What you need to do
Only the number is wanted: how many lines of the data contain "below"?
____________
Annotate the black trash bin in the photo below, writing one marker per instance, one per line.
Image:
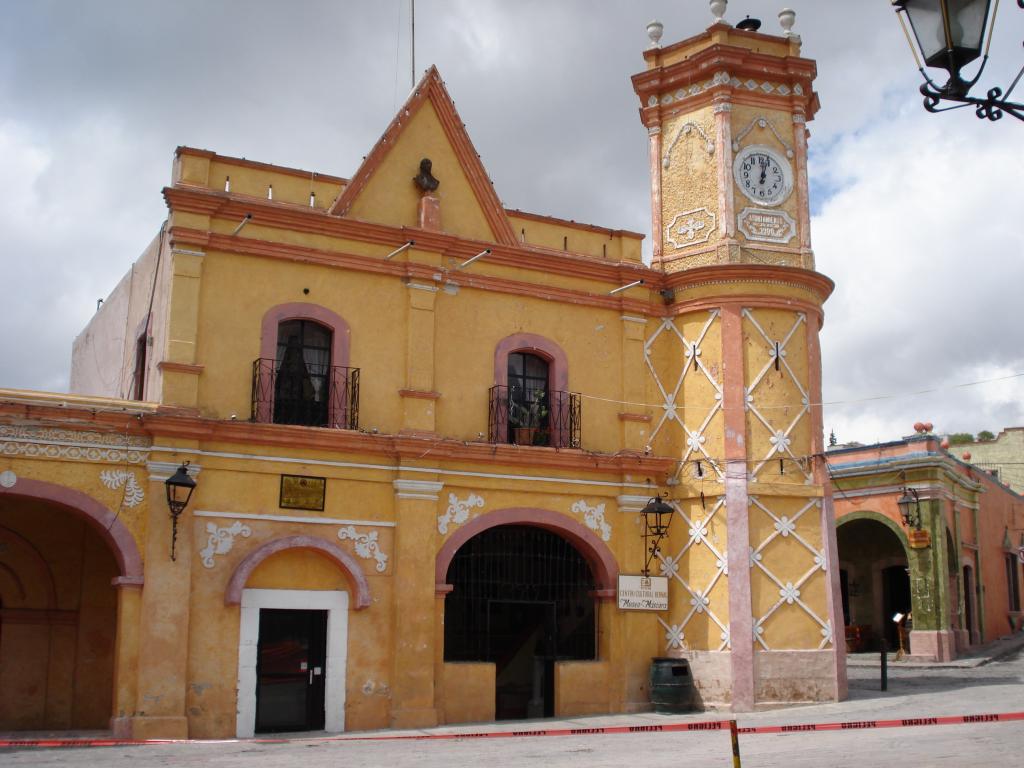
(672, 685)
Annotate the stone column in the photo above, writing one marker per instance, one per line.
(736, 503)
(657, 237)
(163, 637)
(413, 704)
(126, 653)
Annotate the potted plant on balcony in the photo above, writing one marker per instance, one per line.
(529, 421)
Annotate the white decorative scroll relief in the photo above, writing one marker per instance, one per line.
(458, 511)
(690, 227)
(766, 226)
(367, 546)
(221, 540)
(594, 518)
(115, 478)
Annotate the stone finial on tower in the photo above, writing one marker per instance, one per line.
(787, 17)
(654, 31)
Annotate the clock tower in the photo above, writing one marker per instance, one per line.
(735, 366)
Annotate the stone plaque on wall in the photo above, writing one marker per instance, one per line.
(766, 226)
(299, 492)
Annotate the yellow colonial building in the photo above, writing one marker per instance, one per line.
(422, 429)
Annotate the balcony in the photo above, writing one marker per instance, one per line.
(537, 418)
(308, 395)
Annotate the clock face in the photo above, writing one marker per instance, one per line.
(763, 175)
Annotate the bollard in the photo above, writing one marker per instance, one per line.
(885, 665)
(734, 733)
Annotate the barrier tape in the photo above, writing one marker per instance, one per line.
(708, 725)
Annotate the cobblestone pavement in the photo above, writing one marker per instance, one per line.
(913, 692)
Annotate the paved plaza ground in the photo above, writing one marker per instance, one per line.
(968, 687)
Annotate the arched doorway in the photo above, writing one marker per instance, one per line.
(877, 583)
(58, 612)
(522, 598)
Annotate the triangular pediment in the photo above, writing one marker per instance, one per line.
(427, 126)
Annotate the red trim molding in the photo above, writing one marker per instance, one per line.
(232, 595)
(419, 393)
(181, 368)
(602, 562)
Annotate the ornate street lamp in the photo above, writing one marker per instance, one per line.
(179, 488)
(949, 35)
(909, 508)
(656, 518)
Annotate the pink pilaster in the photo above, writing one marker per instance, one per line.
(740, 621)
(723, 144)
(803, 195)
(654, 132)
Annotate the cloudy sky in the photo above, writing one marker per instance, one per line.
(916, 216)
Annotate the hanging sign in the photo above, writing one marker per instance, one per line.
(643, 593)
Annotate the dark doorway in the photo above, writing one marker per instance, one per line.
(301, 389)
(521, 599)
(291, 670)
(896, 599)
(969, 603)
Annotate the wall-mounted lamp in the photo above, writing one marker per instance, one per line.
(656, 518)
(179, 489)
(909, 508)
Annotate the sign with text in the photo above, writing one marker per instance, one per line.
(299, 492)
(643, 593)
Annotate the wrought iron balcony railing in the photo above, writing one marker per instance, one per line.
(537, 418)
(310, 395)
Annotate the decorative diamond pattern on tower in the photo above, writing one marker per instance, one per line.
(787, 574)
(697, 377)
(698, 613)
(777, 427)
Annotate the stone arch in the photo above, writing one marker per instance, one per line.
(878, 517)
(595, 552)
(341, 334)
(232, 595)
(558, 373)
(104, 522)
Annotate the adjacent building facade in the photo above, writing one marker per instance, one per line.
(953, 565)
(423, 428)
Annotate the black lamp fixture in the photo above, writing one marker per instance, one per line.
(179, 488)
(949, 35)
(909, 508)
(656, 518)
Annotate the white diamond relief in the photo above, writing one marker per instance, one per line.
(594, 518)
(697, 596)
(220, 541)
(115, 478)
(458, 511)
(788, 592)
(780, 438)
(367, 546)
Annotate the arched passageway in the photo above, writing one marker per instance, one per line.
(57, 616)
(522, 598)
(875, 582)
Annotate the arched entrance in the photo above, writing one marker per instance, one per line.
(522, 598)
(875, 582)
(59, 552)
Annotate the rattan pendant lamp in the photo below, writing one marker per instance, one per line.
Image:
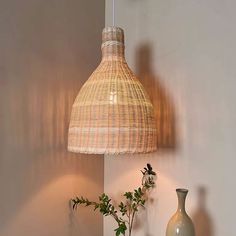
(112, 114)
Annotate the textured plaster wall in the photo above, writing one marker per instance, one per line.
(48, 48)
(184, 53)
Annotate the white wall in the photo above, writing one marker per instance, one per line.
(184, 52)
(47, 50)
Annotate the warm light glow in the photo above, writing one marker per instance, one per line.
(112, 113)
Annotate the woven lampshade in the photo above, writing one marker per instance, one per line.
(112, 113)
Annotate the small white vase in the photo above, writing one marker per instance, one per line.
(180, 223)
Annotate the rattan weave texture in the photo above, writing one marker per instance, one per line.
(112, 113)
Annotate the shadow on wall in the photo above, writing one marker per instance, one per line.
(201, 218)
(163, 105)
(34, 158)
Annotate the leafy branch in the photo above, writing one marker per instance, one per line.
(126, 212)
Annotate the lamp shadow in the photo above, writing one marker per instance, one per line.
(161, 100)
(201, 218)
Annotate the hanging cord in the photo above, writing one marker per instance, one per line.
(113, 12)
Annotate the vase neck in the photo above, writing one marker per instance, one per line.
(113, 44)
(182, 194)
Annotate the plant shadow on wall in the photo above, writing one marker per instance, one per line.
(201, 218)
(161, 100)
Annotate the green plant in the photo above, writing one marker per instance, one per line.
(126, 212)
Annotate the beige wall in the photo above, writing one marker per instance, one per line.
(47, 50)
(184, 52)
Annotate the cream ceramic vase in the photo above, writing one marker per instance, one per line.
(180, 223)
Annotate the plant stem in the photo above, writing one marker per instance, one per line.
(131, 224)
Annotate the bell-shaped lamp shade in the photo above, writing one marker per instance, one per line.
(112, 114)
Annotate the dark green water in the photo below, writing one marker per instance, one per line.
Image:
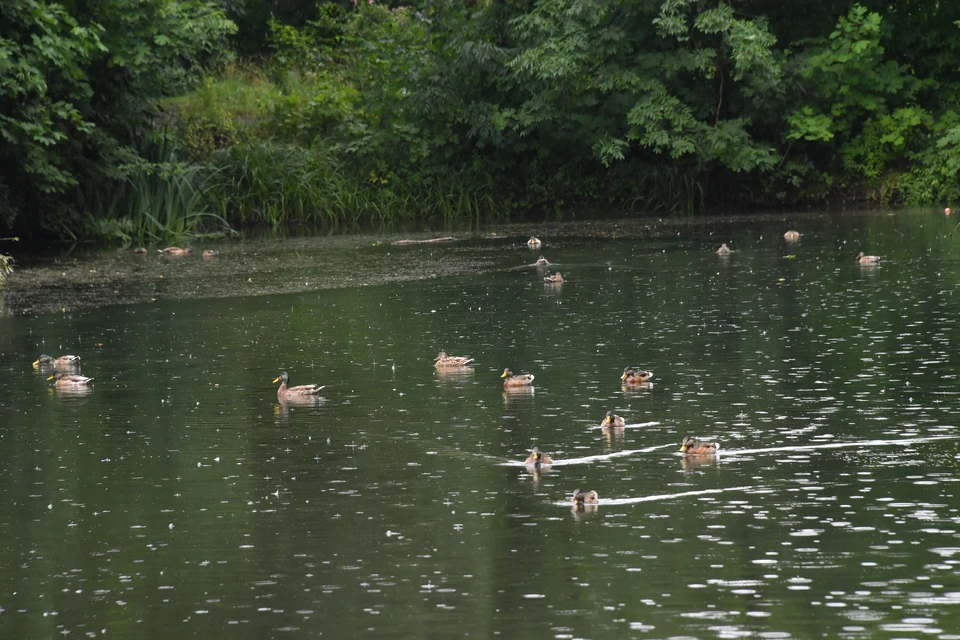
____________
Response to the exercise
3